__Extrait du document__.
——
Nouvelle stratégie de sécurité et de défense au Japon. Comment dit-on Zeitenwende en japonais ?
Le Japon vient d’entériner un changement d’ère dans sa posture de sécurité et de défense, à l’instar du Zeitenwende engagé par l’Allemagne après l’invasion de l’Ukraine par la Russie.
S’appuyant sur une augmentation substantielle du budget de défense (autour de 2 % du produit intérieur brut [PIB] en 2027) et avalisant la mise en place d’une « capacité de contre-attaque », la Stratégie de sécurité nationale (SSN), la Stratégie de défense nationale (SDN) et le Programme de défense révisent les priorités stratégiques fixées en 2013 et fixent le cap pour la prochaine décennie[1].
Le risque de conflit sans précédent change la donne sécuritaire au Japon
L’environnement de sécurité nippon s’est très largement dégradé cette dernière décennie et la SSN prend acte de cette nouvelle donne : la Chine est qualifiée de « défi stratégique sans précédent » (これまでにない最大の戦略的な挑戦). Alors que les garde-côtes chinois patrouillent de manière quasi permanente dans les eaux contiguës des îles Senkaku et que des missiles tirés par Pékin se sont abîmés dans la zone économique exclusive de l’archipel en août dernier, la Chine est aujourd’hui clairement identifiée comme le risque de sécurité numéro un pour le Japon, devant la Corée du Nord. Elle n’est toutefois pas qualifiée de « menace », faute de consensus politique sur ce terme, qui pourrait remettre en cause le modus vivendi que le Japon tente de maintenir avec son grand voisin, et premier partenaire économique. Pour autant, la SSN rappelle que « la paix et la stabilité dans le détroit de Taïwan sont un élément indispensable à la sécurité et à la prospérité de la communauté internationale », et que les problèmes inter-détroit doivent être résolus de manière pacifique. La Corée du Nord, désormais État nucléaire de facto, et dont les missiles survolent régulièrement l’archipel, comme en octobre dernier, reste une « menace imminente » (差し迫った脅威). Enfin la Russie, agresseur de l’Ukraine, et de plus en plus proche de Pékin, n’est plus considérée comme un pays ami mais comme une « forte préoccupation de sécurité » (安全保障上の強い懸念).
Le risque géopolitique est aujourd’hui si élevé qu’il change l’équation de sécurité au Japon. La guerre en Ukraine a par ailleurs fait sauter un verrou psychologique : le risque d’un conflit de haute intensité est désormais beaucoup plus tangible et a fini de convaincre l’opinion publique nippone de soutenir un effort significatif de défense. Les autorités japonaises ont, elles, pris conscience que la solidarité de leurs partenaires et alliés en cas d’attaque serait sans doute proportionnelle aux efforts propres que Tokyo aura déployés pour renforcer la crédibilité de sa dissuasion et se défendre.
——
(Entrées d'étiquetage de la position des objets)

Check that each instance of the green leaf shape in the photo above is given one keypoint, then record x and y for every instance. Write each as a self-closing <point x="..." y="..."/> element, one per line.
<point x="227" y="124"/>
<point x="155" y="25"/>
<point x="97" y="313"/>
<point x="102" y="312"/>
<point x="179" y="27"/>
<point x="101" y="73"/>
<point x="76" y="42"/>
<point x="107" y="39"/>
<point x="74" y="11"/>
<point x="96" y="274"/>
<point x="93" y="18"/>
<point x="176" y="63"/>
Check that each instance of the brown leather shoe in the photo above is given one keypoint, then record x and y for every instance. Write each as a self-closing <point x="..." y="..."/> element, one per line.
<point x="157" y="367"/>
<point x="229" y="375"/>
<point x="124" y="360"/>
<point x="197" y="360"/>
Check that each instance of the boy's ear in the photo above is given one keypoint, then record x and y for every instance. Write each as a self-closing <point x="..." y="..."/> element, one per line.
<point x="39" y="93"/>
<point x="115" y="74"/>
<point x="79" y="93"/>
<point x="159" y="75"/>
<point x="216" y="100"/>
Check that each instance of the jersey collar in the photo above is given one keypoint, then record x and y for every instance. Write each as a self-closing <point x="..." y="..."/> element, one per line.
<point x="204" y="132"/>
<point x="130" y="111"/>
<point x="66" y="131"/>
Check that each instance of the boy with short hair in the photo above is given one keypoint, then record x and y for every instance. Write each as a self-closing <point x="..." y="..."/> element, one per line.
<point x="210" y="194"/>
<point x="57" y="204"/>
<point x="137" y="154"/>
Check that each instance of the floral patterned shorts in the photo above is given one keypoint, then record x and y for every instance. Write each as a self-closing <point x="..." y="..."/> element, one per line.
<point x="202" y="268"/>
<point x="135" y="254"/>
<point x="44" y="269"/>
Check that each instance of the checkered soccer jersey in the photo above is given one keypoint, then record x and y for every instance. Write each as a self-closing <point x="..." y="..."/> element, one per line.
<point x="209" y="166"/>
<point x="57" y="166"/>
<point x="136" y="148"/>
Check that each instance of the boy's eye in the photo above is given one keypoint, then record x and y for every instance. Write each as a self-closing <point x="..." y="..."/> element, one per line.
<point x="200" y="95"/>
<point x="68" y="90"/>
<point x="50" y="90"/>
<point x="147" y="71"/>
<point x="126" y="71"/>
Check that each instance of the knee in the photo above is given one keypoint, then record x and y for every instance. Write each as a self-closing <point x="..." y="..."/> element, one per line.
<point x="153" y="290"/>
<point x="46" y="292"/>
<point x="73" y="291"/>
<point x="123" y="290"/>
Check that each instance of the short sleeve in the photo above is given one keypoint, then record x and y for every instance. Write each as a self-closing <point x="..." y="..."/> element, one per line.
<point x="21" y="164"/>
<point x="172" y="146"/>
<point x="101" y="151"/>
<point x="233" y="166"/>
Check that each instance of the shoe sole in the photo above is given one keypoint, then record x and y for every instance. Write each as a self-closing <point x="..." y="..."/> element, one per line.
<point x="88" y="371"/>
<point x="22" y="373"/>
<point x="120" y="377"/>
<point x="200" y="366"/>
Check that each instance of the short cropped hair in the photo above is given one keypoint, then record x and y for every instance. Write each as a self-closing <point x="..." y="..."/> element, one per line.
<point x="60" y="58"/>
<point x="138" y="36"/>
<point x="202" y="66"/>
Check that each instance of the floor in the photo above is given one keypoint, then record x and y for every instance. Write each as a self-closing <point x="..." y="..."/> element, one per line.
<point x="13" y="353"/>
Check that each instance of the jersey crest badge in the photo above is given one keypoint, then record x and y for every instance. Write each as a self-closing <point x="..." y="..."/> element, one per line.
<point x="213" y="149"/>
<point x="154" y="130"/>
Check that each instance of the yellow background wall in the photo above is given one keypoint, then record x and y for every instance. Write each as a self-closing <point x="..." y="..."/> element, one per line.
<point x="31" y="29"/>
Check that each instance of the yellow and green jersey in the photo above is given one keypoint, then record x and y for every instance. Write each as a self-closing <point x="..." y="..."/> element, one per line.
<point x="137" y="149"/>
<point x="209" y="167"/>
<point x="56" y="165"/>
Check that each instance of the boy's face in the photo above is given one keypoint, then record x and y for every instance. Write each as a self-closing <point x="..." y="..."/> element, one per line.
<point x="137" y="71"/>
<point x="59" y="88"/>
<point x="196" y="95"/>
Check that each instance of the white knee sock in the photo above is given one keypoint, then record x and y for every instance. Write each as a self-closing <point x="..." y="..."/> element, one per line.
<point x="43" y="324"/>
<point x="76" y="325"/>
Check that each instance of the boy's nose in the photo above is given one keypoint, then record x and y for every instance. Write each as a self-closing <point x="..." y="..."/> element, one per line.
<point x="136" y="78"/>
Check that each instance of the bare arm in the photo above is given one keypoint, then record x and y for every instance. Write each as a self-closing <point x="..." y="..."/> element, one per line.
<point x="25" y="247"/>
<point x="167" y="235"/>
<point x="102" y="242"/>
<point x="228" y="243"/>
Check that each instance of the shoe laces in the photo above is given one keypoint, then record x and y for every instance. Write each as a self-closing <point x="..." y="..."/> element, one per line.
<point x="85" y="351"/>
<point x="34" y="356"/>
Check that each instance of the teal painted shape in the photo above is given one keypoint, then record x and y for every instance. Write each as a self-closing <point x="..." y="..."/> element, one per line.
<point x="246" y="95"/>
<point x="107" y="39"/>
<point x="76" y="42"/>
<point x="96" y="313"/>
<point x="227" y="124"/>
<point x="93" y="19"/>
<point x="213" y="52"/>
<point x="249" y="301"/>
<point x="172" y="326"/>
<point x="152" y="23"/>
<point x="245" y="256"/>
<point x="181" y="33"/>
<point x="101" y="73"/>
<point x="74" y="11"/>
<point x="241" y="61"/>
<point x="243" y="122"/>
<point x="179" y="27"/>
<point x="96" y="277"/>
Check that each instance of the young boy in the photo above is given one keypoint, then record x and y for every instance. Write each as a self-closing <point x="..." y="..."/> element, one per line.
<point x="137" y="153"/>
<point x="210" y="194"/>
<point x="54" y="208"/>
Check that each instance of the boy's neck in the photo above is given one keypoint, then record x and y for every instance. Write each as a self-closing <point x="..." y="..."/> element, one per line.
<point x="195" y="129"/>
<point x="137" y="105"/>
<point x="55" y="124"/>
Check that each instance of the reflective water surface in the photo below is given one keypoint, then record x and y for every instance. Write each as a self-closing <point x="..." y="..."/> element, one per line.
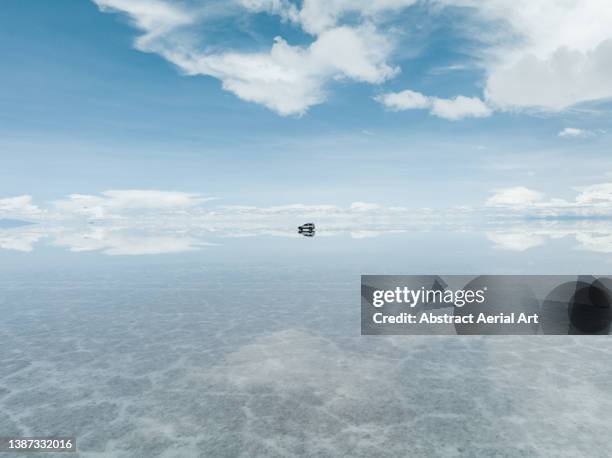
<point x="246" y="343"/>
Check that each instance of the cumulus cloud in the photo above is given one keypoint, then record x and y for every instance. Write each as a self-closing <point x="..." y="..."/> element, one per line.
<point x="573" y="132"/>
<point x="516" y="241"/>
<point x="18" y="207"/>
<point x="544" y="54"/>
<point x="118" y="201"/>
<point x="454" y="109"/>
<point x="589" y="202"/>
<point x="514" y="197"/>
<point x="20" y="239"/>
<point x="285" y="78"/>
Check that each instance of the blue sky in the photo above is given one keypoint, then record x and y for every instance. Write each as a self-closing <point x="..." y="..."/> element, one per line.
<point x="96" y="97"/>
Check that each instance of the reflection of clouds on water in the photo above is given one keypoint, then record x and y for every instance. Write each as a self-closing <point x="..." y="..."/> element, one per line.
<point x="122" y="242"/>
<point x="593" y="236"/>
<point x="601" y="243"/>
<point x="516" y="241"/>
<point x="139" y="222"/>
<point x="131" y="236"/>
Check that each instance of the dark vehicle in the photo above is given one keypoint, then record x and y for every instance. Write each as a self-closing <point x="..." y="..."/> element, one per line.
<point x="307" y="229"/>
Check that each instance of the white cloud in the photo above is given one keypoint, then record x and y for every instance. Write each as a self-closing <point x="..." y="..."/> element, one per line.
<point x="117" y="201"/>
<point x="405" y="100"/>
<point x="460" y="107"/>
<point x="545" y="54"/>
<point x="454" y="109"/>
<point x="573" y="132"/>
<point x="18" y="207"/>
<point x="21" y="239"/>
<point x="317" y="16"/>
<point x="514" y="197"/>
<point x="590" y="201"/>
<point x="287" y="79"/>
<point x="516" y="241"/>
<point x="364" y="206"/>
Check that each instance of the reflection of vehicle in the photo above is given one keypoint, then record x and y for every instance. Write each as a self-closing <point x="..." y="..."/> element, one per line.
<point x="307" y="229"/>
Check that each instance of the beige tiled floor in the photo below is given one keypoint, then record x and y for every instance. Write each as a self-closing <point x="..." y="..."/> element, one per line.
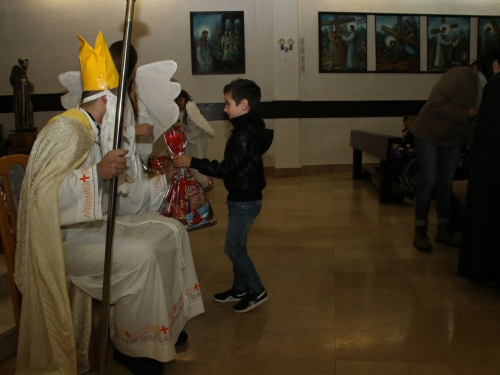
<point x="348" y="294"/>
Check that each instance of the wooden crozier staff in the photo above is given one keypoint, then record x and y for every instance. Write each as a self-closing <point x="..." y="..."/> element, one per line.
<point x="127" y="32"/>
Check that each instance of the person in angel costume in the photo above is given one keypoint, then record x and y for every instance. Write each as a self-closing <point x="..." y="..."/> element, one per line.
<point x="61" y="242"/>
<point x="196" y="128"/>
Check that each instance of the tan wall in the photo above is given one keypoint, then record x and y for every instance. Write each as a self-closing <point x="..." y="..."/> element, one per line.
<point x="45" y="32"/>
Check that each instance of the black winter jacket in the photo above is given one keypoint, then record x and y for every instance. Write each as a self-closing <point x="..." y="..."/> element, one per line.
<point x="242" y="169"/>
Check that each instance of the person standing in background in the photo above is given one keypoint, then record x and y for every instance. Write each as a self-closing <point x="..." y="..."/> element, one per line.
<point x="479" y="253"/>
<point x="195" y="128"/>
<point x="439" y="129"/>
<point x="23" y="109"/>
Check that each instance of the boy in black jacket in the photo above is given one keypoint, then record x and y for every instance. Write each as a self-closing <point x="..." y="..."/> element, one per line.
<point x="242" y="171"/>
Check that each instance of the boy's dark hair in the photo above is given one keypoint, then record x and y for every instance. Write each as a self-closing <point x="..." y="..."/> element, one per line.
<point x="244" y="89"/>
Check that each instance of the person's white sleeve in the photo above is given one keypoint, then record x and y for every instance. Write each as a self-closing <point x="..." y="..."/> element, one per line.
<point x="80" y="197"/>
<point x="144" y="196"/>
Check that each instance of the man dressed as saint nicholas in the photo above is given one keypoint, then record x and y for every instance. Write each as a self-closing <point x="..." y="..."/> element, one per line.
<point x="61" y="243"/>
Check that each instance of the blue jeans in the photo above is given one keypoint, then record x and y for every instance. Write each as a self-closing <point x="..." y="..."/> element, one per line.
<point x="437" y="167"/>
<point x="241" y="218"/>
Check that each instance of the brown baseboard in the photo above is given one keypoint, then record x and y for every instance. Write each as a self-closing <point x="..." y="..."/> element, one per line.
<point x="307" y="169"/>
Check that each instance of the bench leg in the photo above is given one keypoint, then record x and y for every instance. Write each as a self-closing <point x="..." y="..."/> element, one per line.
<point x="357" y="167"/>
<point x="385" y="181"/>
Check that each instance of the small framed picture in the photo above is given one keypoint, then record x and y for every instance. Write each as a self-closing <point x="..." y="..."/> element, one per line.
<point x="397" y="43"/>
<point x="342" y="42"/>
<point x="218" y="42"/>
<point x="448" y="42"/>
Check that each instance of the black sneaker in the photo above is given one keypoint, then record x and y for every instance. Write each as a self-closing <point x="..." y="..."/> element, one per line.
<point x="138" y="365"/>
<point x="250" y="301"/>
<point x="230" y="295"/>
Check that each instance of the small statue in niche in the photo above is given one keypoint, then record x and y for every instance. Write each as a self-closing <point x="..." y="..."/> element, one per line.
<point x="23" y="109"/>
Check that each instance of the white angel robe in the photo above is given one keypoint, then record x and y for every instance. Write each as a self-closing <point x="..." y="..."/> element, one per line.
<point x="154" y="288"/>
<point x="196" y="129"/>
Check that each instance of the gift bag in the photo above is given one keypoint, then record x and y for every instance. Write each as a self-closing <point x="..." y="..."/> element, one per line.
<point x="185" y="199"/>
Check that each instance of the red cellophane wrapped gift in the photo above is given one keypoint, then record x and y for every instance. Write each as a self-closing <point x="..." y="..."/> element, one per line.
<point x="185" y="199"/>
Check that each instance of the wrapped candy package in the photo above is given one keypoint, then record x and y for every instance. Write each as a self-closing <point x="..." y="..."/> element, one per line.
<point x="185" y="199"/>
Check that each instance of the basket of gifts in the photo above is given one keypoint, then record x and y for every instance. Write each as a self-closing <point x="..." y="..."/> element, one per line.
<point x="185" y="199"/>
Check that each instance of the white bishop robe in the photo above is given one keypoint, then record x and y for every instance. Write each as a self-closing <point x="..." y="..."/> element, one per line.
<point x="154" y="287"/>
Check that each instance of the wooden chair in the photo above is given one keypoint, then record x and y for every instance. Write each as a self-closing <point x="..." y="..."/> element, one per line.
<point x="8" y="227"/>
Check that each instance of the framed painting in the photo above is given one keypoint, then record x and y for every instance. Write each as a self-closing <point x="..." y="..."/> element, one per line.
<point x="397" y="43"/>
<point x="488" y="34"/>
<point x="342" y="42"/>
<point x="448" y="42"/>
<point x="218" y="42"/>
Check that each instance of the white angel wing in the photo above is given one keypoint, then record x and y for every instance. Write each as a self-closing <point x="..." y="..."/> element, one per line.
<point x="72" y="81"/>
<point x="157" y="92"/>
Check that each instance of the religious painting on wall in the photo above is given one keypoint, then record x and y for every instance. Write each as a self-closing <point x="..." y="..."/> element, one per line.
<point x="342" y="42"/>
<point x="448" y="42"/>
<point x="488" y="34"/>
<point x="217" y="42"/>
<point x="397" y="43"/>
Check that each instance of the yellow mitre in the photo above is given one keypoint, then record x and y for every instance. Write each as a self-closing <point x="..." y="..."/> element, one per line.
<point x="97" y="67"/>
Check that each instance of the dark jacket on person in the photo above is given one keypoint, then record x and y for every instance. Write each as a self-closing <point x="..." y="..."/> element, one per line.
<point x="488" y="128"/>
<point x="444" y="119"/>
<point x="242" y="169"/>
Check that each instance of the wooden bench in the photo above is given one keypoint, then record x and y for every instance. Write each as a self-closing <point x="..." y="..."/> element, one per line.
<point x="378" y="145"/>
——
__Tâches et exercices__.
1. Recopiez fidèlement le passage de l'extrait sur la stratégie de défense japonaise en commençant par « Nouvelle stratégie de » et en allant jusqu'à « par la Russie. » inclus.
2. Répondez brièvement aux questions suivantes d'après l'extrait sur la stratégie de défense japonaise.
(a) Quel niveau du budget de défense, exprimé en part du PIB, est visé pour 2027 ?
(b) Par quelle expression la SSN qualifie-t-elle la Corée du Nord ?
(c) En quelle année avaient été fixées les priorités stratégiques que révisent les nouveaux documents ?

__Réponses ci-dessous__.
1.
Nouvelle stratégie de sécurité et de défense au Japon. Comment dit-on Zeitenwende en japonais ?
Le Japon vient d’entériner un changement d’ère dans sa posture de sécurité et de défense, à l’instar du Zeitenwende engagé par l’Allemagne après l’invasion de l’Ukraine par la Russie.

2.
(a) Autour de 2 % du PIB.
(b) Une « menace imminente ».
(c) En 2013.